§ **Reading text**:

Alignment, conflict, powerseeking
Is powerseeking instrumentally convergent?
Having power is instrumentally useful for most things.
Gaining power is a means to having power.
Seeking power is a means to gaining power.
But seeking power is also a means to producing conflict.
Avoiding costly conflict is instrumentally useful for most things.
This cashes out to a few simple tradeoffs.
Who has power right now matters. Are they aligned on outcome preferences?
The risk of costly conflict matters. How much is at stake? What are the odds of things getting destroyed by conflict? Escalation and de-escalation are important factors here.
An overly simple visualisation[1]
preferences are direction vectors
power balance produces magnitudes
conflict spends some overall magnitude but changes power balance
alignment is literal vector alignment
Blue and red are preferences. Arrow magnitudes show blue has balance of power. Blue dashed shows projection of blue onto red direction. Left: red has a lot to lose from conflict; blue is basically aligned. Right: red has little to lose from conflict; blue is very misaligned.
Usually when we talk about instrumental convergence we’re interested in the forward direction: what will X do given we know some limited amount about X? But in light of the above tradeoffs, we can also use this for the inverse problem of inference: given what X does, what can we infer about X (preferences, beliefs)?
Of course, in the knowledge that behaviour can be used for this inverse inference problem, deception arises as an obvious strategy. (This is where surprise coups come from[2].)
When we observe entities seeking power, or gauge their willingness to escalate, we can learn something about
their estimate of the risk and cost of conflict/escalation
their estimate of their alignment with the existing power balance
Caveat: this post is secretly more about humans than AI and I want to pre-emptively clarify that I’m not trying to imply AI won’t understand or exploit the instrumental usefulness of gaining power.

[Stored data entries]
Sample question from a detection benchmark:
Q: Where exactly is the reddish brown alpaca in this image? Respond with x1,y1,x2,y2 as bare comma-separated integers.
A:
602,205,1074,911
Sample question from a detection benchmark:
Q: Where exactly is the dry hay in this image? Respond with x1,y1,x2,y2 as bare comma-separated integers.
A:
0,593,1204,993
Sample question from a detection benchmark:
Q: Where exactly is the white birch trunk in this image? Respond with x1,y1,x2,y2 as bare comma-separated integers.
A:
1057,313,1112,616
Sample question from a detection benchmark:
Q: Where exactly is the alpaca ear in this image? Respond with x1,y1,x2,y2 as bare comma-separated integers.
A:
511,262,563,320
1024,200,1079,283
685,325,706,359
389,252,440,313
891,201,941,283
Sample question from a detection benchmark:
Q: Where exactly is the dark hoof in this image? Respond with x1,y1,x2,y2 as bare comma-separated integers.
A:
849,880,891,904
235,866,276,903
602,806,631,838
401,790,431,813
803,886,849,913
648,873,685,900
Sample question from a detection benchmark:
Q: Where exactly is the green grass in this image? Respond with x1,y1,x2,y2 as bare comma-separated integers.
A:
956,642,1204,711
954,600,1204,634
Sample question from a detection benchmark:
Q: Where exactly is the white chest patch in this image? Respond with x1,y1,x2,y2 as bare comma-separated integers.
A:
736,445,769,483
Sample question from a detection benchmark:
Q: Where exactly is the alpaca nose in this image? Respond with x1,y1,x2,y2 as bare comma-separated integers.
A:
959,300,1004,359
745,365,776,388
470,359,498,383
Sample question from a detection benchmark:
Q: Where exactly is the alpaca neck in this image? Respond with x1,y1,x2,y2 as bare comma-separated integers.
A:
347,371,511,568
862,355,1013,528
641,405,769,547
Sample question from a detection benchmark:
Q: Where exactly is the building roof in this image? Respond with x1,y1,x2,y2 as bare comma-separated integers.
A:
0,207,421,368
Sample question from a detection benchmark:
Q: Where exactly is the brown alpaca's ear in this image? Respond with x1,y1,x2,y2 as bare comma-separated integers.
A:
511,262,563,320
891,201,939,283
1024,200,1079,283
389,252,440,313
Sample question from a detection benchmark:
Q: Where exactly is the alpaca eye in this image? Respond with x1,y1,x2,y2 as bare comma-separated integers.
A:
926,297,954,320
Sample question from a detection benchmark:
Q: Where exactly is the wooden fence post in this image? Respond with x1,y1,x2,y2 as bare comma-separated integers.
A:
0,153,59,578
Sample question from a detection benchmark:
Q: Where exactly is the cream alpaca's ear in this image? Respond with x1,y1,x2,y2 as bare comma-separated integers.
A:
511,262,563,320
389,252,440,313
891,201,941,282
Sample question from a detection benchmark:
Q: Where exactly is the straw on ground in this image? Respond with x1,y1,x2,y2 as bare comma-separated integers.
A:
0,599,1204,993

§ **What you will do**: Reproduce the passage of the text on power seeking and conflict from "Alignment, conflict, powerseeking" to "to having power.", swapping "instrumentally useful" for "instrumentally valuable".

§ **Exercise response**:
Alignment, conflict, powerseeking
Is powerseeking instrumentally convergent?
Having power is instrumentally valuable for most things.
Gaining power is a means to having power.